→ Input records
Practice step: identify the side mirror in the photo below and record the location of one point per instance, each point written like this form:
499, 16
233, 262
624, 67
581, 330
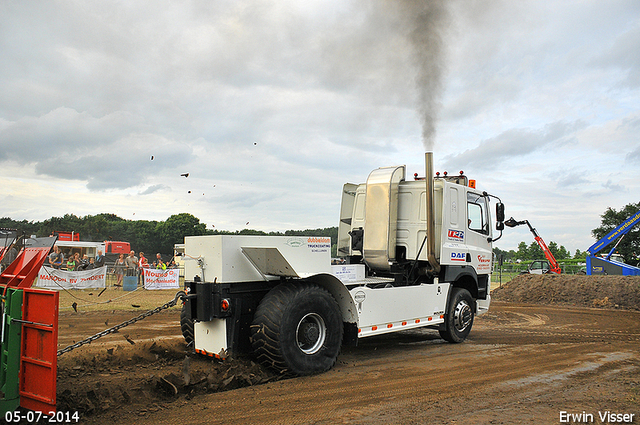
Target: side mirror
499, 212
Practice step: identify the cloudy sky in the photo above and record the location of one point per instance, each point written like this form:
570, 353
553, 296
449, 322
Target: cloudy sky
271, 105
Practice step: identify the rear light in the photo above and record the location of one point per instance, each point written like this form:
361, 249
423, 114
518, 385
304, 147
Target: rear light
225, 305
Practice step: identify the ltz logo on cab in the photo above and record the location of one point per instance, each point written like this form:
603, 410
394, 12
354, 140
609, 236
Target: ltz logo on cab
456, 235
458, 256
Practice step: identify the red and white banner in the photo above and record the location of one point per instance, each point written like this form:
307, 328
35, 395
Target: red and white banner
161, 279
51, 278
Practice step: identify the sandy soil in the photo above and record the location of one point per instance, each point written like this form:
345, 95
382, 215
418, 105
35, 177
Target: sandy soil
522, 363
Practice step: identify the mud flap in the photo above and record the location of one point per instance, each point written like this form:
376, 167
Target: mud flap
39, 355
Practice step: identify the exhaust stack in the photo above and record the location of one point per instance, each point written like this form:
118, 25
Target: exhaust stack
431, 228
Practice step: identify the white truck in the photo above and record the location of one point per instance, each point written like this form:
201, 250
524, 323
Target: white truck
415, 253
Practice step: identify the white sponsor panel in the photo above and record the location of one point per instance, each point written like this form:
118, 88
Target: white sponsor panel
51, 278
161, 279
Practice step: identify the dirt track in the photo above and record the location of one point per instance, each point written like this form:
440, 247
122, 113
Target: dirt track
521, 364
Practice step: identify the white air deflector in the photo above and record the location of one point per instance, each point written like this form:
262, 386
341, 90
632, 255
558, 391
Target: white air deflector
269, 261
381, 216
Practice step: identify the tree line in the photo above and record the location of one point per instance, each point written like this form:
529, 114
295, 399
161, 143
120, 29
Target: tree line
144, 235
160, 236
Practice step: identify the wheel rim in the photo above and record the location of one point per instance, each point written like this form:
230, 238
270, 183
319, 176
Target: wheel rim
462, 316
311, 333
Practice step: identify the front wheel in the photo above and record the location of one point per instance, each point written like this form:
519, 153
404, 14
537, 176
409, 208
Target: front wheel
297, 329
459, 318
186, 325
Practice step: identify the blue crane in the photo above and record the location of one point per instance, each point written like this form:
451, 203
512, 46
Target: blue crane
605, 265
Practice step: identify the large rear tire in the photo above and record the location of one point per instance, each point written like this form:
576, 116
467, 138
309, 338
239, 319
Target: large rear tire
297, 329
459, 318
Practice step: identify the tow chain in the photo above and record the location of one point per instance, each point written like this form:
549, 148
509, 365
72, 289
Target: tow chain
181, 295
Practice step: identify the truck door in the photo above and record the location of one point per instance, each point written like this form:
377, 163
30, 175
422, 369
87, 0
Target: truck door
454, 227
479, 230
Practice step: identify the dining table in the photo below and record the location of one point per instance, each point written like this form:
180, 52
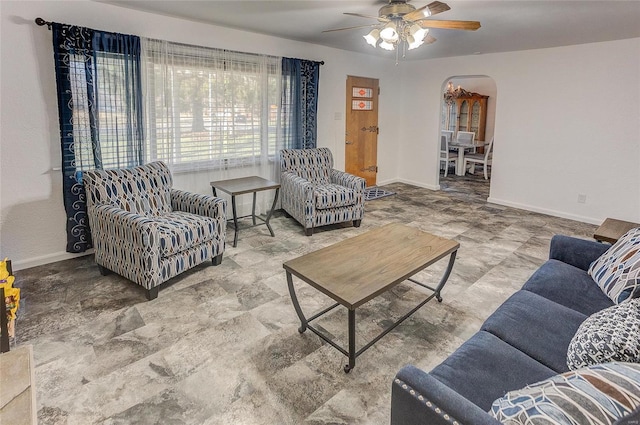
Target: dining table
462, 147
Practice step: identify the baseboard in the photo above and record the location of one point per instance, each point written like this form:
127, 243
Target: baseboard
546, 211
412, 183
46, 259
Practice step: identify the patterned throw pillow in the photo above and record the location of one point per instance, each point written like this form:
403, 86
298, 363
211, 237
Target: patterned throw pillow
608, 335
617, 271
597, 395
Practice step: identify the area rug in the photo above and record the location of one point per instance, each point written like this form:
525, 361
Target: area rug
375, 192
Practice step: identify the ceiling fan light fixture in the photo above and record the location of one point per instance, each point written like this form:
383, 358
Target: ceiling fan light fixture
418, 32
373, 37
389, 33
386, 45
414, 43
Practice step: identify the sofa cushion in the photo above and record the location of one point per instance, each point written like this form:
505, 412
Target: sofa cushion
599, 394
617, 271
608, 335
569, 286
333, 196
180, 231
485, 368
539, 327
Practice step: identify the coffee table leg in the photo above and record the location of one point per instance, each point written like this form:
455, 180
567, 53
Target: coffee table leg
253, 208
235, 221
296, 304
273, 207
352, 342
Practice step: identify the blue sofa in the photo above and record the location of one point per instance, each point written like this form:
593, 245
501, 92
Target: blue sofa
524, 341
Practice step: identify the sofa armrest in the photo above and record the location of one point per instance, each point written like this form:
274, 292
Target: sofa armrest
418, 398
348, 180
195, 203
576, 252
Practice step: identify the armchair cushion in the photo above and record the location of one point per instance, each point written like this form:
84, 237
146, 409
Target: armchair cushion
179, 231
148, 232
315, 194
143, 190
333, 195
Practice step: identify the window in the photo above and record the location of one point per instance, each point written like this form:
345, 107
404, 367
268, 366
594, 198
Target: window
210, 108
104, 114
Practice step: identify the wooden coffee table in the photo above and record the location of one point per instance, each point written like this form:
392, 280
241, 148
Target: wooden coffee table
359, 269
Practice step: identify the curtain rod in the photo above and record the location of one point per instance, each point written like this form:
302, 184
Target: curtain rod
41, 22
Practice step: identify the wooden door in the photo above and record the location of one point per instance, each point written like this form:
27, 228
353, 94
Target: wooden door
361, 133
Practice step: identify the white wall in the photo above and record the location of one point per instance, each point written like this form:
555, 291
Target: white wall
32, 226
567, 123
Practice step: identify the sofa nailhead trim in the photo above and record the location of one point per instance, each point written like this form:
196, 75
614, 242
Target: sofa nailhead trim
428, 403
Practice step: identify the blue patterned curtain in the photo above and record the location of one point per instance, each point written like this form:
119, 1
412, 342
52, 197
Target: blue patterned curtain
100, 113
300, 102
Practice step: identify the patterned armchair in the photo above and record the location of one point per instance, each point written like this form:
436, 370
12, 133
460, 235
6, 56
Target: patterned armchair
315, 194
148, 232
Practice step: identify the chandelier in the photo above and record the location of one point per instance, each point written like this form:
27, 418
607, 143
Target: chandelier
451, 94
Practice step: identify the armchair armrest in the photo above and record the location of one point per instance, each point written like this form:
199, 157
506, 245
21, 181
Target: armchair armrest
574, 251
348, 180
195, 203
135, 228
418, 398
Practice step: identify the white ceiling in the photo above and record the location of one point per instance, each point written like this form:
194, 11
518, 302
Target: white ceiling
506, 25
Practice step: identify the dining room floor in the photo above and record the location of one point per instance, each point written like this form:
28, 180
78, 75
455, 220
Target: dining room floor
220, 344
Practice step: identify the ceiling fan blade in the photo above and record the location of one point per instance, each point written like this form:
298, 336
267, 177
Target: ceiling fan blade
437, 7
350, 28
379, 18
450, 25
433, 9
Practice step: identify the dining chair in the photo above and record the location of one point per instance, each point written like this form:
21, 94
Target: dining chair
478, 158
466, 138
445, 155
449, 135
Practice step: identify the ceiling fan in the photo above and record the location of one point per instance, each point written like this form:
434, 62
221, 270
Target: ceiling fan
400, 23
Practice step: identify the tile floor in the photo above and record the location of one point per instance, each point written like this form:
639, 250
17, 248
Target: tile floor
220, 344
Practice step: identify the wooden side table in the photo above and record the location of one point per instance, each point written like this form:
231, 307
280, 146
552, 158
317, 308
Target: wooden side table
612, 229
241, 186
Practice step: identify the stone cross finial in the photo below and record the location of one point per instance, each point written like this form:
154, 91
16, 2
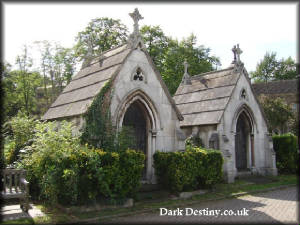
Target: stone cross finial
238, 52
136, 16
234, 50
90, 47
186, 65
186, 76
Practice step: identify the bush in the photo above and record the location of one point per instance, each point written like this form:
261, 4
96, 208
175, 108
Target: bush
287, 155
61, 170
21, 129
189, 170
121, 173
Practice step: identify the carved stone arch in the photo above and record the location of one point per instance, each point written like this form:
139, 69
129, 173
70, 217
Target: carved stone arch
243, 127
240, 109
127, 100
137, 73
139, 99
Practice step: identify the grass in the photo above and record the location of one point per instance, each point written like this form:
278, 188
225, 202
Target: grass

→ Your instructions
Copy here each line of the preceding records with "below" in it.

→ Your solution
Practice step: identify the side mirror in the photo below and record the location of one point per instance, each point written like this form:
Practice step: identify the dining table in the photo below and record the location of one point per instance, each point written like this form:
Practice step: identify the stone cross finial in the photo below and record the location of one point per instance, each point written like this form:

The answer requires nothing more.